- _The problem_:
Arrange the records from the line with "Put a pin on every instance of the white blossom" up to and including the line with "x=588 y=619" as a two-column CSV headed text and answer, one row per record. Put each field in quotes and replace line breaks with spaces.

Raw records

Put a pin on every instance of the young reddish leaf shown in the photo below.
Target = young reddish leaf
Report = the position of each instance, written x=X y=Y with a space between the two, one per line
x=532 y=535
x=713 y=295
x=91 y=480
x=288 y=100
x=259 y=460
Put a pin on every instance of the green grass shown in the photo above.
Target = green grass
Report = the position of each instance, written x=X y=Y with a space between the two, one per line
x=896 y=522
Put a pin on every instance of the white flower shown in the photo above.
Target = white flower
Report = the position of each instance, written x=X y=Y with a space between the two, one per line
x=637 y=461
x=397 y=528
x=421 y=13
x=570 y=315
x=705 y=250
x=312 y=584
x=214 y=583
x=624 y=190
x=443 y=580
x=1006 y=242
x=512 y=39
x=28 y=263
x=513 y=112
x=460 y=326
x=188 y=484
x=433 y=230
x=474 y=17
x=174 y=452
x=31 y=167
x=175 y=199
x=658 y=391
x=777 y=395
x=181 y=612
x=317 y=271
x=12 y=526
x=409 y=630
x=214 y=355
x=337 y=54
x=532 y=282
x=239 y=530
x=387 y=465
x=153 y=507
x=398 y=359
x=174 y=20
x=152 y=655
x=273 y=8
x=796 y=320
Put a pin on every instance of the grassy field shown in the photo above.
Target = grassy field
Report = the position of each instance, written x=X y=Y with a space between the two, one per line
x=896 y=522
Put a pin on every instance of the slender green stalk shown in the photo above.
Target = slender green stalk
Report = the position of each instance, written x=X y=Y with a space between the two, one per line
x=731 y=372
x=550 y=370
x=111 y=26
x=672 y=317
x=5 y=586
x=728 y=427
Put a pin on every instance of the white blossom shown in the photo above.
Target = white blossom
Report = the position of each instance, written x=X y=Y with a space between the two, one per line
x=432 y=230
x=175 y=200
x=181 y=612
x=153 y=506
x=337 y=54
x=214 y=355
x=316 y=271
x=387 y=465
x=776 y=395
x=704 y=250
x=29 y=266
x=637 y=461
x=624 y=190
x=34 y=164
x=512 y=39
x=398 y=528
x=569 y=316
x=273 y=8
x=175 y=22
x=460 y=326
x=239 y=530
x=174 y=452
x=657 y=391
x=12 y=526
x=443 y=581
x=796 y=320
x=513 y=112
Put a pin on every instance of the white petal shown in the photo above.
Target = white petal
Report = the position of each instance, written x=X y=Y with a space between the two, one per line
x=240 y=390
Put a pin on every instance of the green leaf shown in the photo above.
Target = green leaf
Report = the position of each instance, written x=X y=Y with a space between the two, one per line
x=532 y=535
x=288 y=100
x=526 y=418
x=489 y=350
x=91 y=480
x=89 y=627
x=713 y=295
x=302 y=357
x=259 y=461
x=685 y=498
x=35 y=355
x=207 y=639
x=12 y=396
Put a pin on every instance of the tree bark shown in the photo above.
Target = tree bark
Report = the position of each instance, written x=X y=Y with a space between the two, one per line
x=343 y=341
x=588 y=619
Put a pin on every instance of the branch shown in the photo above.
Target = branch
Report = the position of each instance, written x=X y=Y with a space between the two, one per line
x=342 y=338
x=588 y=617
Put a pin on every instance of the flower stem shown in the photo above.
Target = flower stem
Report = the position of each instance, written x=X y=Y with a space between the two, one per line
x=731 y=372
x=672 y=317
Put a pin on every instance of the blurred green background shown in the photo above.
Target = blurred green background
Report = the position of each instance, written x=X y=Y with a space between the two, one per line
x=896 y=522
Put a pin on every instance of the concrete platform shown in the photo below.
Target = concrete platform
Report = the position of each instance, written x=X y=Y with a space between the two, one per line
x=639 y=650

- _Answer to this task_:
text,answer
"Put a pin on every instance of the white blossom shown in the photo above. Target = white blossom Report = the position of each instance, written x=X y=Y with a space between the two, one per line","x=432 y=230 x=175 y=200 x=181 y=612 x=153 y=506 x=337 y=54 x=214 y=355 x=316 y=271 x=387 y=465 x=776 y=395 x=704 y=250 x=29 y=266 x=637 y=461 x=624 y=190 x=34 y=164 x=512 y=39 x=398 y=528 x=569 y=316 x=273 y=8 x=175 y=22 x=460 y=326 x=239 y=530 x=174 y=452 x=657 y=391 x=12 y=526 x=443 y=581 x=796 y=320 x=513 y=112"
"Put a pin on every instance of the white petal shown in the photo above. Target = white petal Report = the position of each instance, written x=X y=Y with a space between the two, one per line","x=240 y=390"
"Put a pin on every instance of the green leaf shown in the photo above. Target = green leaf Report = the position of each instance, written x=X y=Y with a space between the two, one per line","x=532 y=535 x=288 y=100 x=526 y=418 x=489 y=350 x=91 y=480 x=89 y=627 x=713 y=295 x=302 y=357 x=259 y=461 x=685 y=498 x=35 y=355 x=207 y=639 x=12 y=396"
"Put a pin on every instance of the tree bark shown in the photo above. Target = tree bark Report = the position of each instance, written x=X y=Y with a space between the two, one per line","x=343 y=341 x=588 y=619"